Work instruction: Write out all of the records precisely. Skip anything that is a picture.

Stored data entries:
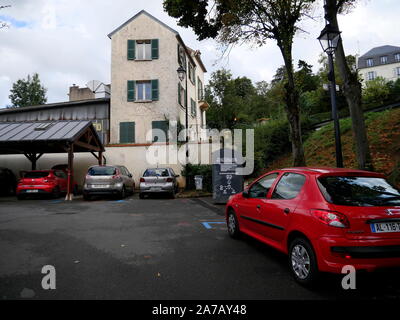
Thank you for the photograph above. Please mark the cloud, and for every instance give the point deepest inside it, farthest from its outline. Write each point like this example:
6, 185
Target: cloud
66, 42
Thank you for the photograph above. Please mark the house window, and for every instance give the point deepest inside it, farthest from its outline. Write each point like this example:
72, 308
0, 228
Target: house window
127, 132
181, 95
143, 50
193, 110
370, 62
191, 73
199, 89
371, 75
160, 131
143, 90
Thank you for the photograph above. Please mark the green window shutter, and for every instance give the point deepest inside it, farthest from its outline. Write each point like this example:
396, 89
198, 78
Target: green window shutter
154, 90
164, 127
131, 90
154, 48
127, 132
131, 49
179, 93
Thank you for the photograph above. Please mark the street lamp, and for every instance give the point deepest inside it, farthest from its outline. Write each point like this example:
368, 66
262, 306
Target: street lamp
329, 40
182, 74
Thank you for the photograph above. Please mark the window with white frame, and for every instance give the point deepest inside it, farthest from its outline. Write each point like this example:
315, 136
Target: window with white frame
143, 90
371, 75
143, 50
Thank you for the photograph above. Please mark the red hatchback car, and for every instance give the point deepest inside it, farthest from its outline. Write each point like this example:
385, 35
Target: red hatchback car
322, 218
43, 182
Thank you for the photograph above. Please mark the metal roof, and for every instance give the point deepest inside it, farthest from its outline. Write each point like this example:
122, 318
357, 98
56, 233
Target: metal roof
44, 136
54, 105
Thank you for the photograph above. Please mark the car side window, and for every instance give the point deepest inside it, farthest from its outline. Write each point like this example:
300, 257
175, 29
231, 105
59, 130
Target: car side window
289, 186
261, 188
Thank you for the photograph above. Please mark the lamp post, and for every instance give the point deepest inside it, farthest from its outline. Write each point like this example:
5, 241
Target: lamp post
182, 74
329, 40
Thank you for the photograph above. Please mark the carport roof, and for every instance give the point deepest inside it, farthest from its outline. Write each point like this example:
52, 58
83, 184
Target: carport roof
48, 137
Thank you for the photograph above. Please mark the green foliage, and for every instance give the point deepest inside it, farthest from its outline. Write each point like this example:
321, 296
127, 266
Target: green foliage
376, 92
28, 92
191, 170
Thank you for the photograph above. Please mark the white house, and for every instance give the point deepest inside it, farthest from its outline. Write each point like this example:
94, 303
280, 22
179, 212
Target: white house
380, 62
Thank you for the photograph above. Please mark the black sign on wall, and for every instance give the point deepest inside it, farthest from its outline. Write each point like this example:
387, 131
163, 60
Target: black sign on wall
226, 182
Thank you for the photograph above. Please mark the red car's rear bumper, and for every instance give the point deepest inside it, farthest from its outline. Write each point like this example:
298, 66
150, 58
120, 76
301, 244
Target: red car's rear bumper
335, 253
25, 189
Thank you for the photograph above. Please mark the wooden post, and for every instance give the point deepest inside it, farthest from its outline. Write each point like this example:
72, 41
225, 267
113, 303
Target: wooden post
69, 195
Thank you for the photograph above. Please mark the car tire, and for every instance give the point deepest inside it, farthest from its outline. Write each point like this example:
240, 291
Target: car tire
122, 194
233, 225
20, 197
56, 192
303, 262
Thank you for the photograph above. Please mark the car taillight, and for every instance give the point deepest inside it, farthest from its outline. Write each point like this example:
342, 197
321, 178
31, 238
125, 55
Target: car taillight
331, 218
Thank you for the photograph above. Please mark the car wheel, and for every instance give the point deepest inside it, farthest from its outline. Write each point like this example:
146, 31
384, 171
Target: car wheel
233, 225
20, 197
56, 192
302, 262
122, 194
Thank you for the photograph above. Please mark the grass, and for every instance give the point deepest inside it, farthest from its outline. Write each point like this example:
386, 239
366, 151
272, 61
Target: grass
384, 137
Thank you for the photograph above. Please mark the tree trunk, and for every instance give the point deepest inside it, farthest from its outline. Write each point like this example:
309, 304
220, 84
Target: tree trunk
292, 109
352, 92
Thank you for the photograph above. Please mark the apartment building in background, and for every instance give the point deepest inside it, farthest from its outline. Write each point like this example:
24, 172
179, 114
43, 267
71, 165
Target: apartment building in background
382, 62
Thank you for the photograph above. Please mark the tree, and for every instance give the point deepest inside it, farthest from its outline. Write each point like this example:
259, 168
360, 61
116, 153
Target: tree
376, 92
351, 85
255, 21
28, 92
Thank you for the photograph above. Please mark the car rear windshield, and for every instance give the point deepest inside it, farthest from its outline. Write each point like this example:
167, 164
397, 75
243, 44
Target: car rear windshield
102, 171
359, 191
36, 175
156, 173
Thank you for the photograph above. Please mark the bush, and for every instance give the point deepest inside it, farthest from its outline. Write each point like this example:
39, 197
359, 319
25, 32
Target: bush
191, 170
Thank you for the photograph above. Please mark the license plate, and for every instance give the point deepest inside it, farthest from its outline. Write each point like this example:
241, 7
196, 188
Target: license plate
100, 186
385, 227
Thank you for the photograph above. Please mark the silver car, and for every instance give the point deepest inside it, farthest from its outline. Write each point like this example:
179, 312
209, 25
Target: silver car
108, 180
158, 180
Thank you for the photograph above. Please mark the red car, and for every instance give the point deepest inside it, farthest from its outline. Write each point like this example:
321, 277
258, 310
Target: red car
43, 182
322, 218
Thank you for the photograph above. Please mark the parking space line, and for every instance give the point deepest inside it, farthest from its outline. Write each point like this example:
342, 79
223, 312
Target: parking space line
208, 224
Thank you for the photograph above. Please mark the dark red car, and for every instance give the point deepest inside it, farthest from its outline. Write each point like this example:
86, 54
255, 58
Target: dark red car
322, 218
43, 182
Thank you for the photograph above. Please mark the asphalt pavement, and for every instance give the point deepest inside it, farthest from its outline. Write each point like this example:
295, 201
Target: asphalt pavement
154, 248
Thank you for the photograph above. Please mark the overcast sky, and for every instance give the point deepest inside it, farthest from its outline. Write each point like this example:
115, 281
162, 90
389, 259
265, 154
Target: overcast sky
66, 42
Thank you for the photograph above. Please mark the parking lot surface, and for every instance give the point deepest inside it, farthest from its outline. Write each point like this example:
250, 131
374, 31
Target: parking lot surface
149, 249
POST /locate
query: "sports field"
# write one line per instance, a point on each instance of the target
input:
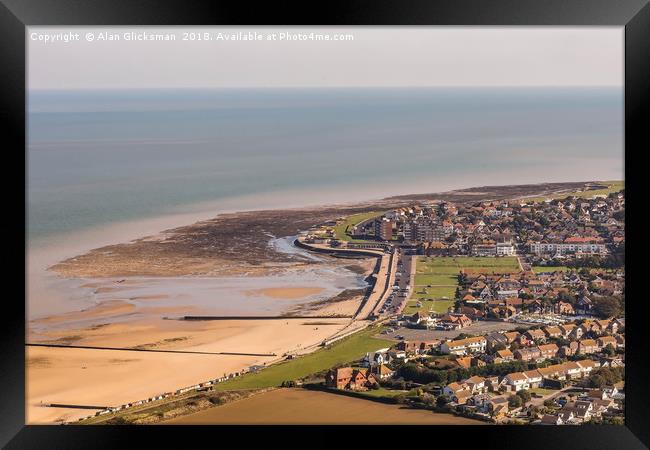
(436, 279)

Response area:
Thank you for the photograph above. Please mark the cloud, and for every instance give the point deepest inside it, farthest from its outline. Write each point like this example:
6, 185
Target: cloud
66, 42
Thank you for the photograph above. Please mark the house window, and for every instance give the point deepest inside it, farthest from its outline. Write each point like this example:
72, 308
0, 228
Target: house window
127, 132
181, 95
143, 50
193, 110
370, 62
191, 73
199, 89
371, 75
160, 131
143, 90
Thank you for the photograph above. Please mark the green window shutter, and for every instance give the point deepest inside it, farthest from its outline. Write each point like this example:
396, 89
198, 78
Target: green window shutter
154, 90
164, 127
131, 90
154, 48
127, 132
131, 49
179, 93
Thank you for the photograph above. Please mark the street lamp, and for every instance give the point deepest inside it, farthest from its outline. Write each point like this example:
368, 66
262, 306
Target: street lamp
329, 40
182, 74
Thank you for the photograph above. Please mark the window with white frame, and for every instance give the point deepest inside it, farthest from its outline. Write each point like this example:
315, 136
Target: window with white frame
143, 90
371, 75
143, 50
Thank you for the photograph above. Please mark the red hatchback car, and for every instance give the point deepest inside it, farthest from its outline. Write each point like this example:
385, 35
Target: red hatchback car
322, 218
43, 182
Thank you for the photograph above. Please mark the metal roof, and for every instance give the point deepest inside it, farthest from its outline. Write each point like this example:
122, 318
357, 98
56, 233
Target: metal roof
44, 136
54, 105
Thank you for the photograph above. Please mark the car side window, and for every instance give the point deepest inside it, farthest from its outline. Write each point like this example:
300, 257
175, 29
231, 105
59, 130
Target: car side window
289, 186
261, 188
Thank you for the photograph above. Please mark the lamp post, and for every instance give the point deepest inside it, farthest from its outline. Write each point like this example:
5, 241
Target: lamp post
182, 74
329, 40
Thank you for the photograph above. Please mark the carport roof, and for every instance give the point deepest inside it, farthest from its outline. Write each point like this example:
52, 58
83, 184
Target: carport roof
48, 137
Thank you for the photograph above. Please mark the green foliage, and for every instance give the point deepest inside it, farthest from its outline. Write each point like this example:
321, 296
127, 266
Target: green foliage
376, 92
28, 92
191, 170
Thank you for the photograph above. Please mark the white house, and for every instance give the point deepest inside it, farthest from its outline. Write each point like this example:
94, 303
280, 22
179, 212
Target: white house
380, 62
Thank you for the photograph above. Please mark the black sign on wall, and for every instance give the point deepest inside it, farthest from its outline. Write each point like this example:
387, 131
163, 60
Target: black sign on wall
226, 182
Thank you for the photograph above. Please mark the red car's rear bumper, and for every instance give the point deepest inside it, farthest from its outline. Write each point like this example:
298, 66
150, 58
120, 76
301, 244
Target: red car's rear bumper
335, 253
25, 189
Thank you for the photograph above. Please mark the wooden post, and for every instance give the point deepest inside it, farthest from its outline. Write each point like this example:
72, 41
225, 267
113, 303
Target: wooden post
69, 195
Thank you for the photograph above. Please mark the car tire, and for every instance give the point deepest inside it, farthest from its outline. Write each point like this example:
240, 291
Target: car tire
122, 194
233, 225
20, 197
56, 192
303, 262
Thank you for the photograph above. Please mark the car taillight, and for every instance give the point deepest inside it, farthest from its outline. Write each point like this example:
342, 197
321, 178
31, 238
125, 55
Target: car taillight
331, 218
Thank you for the photograph above. Please mark the car wheel, and for every instance give the point deepest inside it, farthest from its outline. Write each point like this example:
146, 31
384, 171
Target: car wheel
233, 225
20, 197
56, 192
302, 262
122, 194
Thank you for the photograph above. Please mark the grass, and for every instance give the point deepest inside it, farthest from its outline. Write each point like this example:
386, 239
366, 151
272, 61
Target: grass
384, 137
Thank you for the photograph above. Please mark the tree trunk, and for every instance give the point deepest inside it, farthest from its outline. Write each point like this example:
309, 304
220, 84
Target: tree trunk
292, 109
352, 92
Thank you for the photograph above. Please mark the apartment building in background, and for every instance give the point deepest inside it, farthest from its outline. Write each point like this example:
24, 172
179, 114
43, 267
71, 165
Target: apartment building in background
382, 62
Thank you for the photograph above. Please mark the tree, and for every instance give the point deepest inside it, farthest from its outline. Write each point like this example:
259, 168
360, 61
116, 153
Target: tree
376, 92
351, 85
255, 21
28, 92
Thank you for the photograph above. Please mark the car rear windshield, and for every instance give the point deepest inside it, farthest from its outline. Write each point like this example:
167, 164
397, 75
243, 44
Target: car rear windshield
102, 171
359, 191
36, 175
156, 173
Thank you for the photograph above. Please mark the bush, and for every instance give the point deepest inside it, farthest from its outline. Write each point like this example:
39, 197
359, 319
25, 32
Target: bush
191, 170
Thank you for the photograph above. Please mark the license plate, and for every instance give the point deepest inside it, farthest from its outline. Write each point like this example:
241, 7
196, 188
Target: license plate
100, 186
385, 227
Thank you for the photograph above. Please mark the silver car, and for every instance give the point deepest inside it, farthest from its outline. Write each point like this example:
179, 312
209, 25
Target: silver car
108, 180
158, 180
Thank you for the photograph above. Please mark the red car, and for every instance give the point deepest inside it, farthest from its outline. Write each point like this example:
321, 277
258, 310
Target: red car
43, 182
322, 218
Thank you for the photograph above. Please mark the parking space line, and for every instance give the point deepest inside it, farthest from its outline. Write each point like this example:
342, 79
223, 312
Target: parking space line
208, 224
Thank you for the photograph above. Please mark the dark red car, and for every instance give the point deepest inside it, farthest from its outline. Write each point like this example:
86, 54
255, 58
Target: dark red car
322, 218
43, 182
Thank you for the photograph above. Please mark the asphalt pavement, and for every instance give the point deepest inside it, farthest from its outline. Write each point like this example:
295, 201
Target: asphalt pavement
154, 248
Thank you for the photograph above. Please mark the overcast sky, and for every instance give the point deepest inside it, farthest from its outline. Write each point like this example:
115, 281
162, 90
389, 259
265, 154
Target: overcast sky
66, 42
Thank you for the photograph above. Please mark the parking lot surface, and for every instance give the point deepest inside it, farthest from its outline. Write each point like this example:
250, 131
374, 31
Target: parking lot surface
149, 249
POST /locate
query: "sports field"
# write one line per instance, a point on each instance of the target
input:
(436, 279)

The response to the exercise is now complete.